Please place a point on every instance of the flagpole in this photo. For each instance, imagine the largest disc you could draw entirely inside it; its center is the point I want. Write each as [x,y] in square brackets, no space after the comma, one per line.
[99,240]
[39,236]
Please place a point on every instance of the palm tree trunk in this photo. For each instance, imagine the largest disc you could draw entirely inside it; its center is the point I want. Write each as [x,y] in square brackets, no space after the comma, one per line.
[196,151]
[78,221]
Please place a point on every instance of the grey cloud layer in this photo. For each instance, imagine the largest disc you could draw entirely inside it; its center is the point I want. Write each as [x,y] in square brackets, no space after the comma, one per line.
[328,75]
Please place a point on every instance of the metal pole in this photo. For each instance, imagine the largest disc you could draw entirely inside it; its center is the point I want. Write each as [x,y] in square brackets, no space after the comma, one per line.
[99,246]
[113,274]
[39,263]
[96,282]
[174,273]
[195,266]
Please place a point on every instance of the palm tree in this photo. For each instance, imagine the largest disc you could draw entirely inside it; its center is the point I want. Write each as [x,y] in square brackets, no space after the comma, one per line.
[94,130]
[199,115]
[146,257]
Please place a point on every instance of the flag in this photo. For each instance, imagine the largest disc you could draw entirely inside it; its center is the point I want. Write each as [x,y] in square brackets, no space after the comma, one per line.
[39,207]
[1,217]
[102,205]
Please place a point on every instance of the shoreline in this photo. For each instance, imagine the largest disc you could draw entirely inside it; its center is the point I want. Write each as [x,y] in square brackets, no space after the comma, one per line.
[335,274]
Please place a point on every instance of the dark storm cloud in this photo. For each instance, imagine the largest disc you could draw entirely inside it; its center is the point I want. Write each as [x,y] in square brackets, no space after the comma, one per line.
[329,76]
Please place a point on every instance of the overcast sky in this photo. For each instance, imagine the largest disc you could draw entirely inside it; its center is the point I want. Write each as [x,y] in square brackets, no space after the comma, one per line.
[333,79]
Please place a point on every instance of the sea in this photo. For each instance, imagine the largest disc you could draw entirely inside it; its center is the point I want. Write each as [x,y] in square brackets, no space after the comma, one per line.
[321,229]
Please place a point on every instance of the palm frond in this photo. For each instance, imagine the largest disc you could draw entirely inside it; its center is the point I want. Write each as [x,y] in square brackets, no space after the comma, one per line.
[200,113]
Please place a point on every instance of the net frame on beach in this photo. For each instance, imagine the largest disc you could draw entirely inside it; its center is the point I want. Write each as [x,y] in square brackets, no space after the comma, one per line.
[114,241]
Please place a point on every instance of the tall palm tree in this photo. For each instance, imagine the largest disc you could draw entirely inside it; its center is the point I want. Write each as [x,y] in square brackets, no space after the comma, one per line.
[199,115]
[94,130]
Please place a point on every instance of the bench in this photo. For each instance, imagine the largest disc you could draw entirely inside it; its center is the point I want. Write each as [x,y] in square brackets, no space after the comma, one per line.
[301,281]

==============================

**Task requirements**
Find the line containing "Please place a point on every instance of the palm frond". Reproduce it exactly, along with every line after it through the last.

**Result of the exercise**
Please place a point on every instance of the palm frond in this photo. For each instance, imagine the largest disc you could draw entirely inside it; its center is the point I want. Write each as [x,y] in square brackets, no space after the comma, one per line.
[200,113]
Please place a point on every instance of the net frame on beach in this photo. For each instance, imagine the largest disc you could draw entirely inside it; its center is the point I want. Write each as [x,y] in square brackets, no space after the comma, one per line.
[114,241]
Please place a point on every instance of the tall palm tree in this photo. For each instance, imagine the largest disc you could draw entirely inside it; its center is the point I want. Write each as [x,y] in square brackets, no space after the comma, one per line.
[199,115]
[94,130]
Please place a point on every instance of the bench in this photo. For each instance, imagine the largest disc you could draw entirely inside it; its center is the point I want. Write each as [x,y] in square brackets, no space after the comma, one per line.
[301,281]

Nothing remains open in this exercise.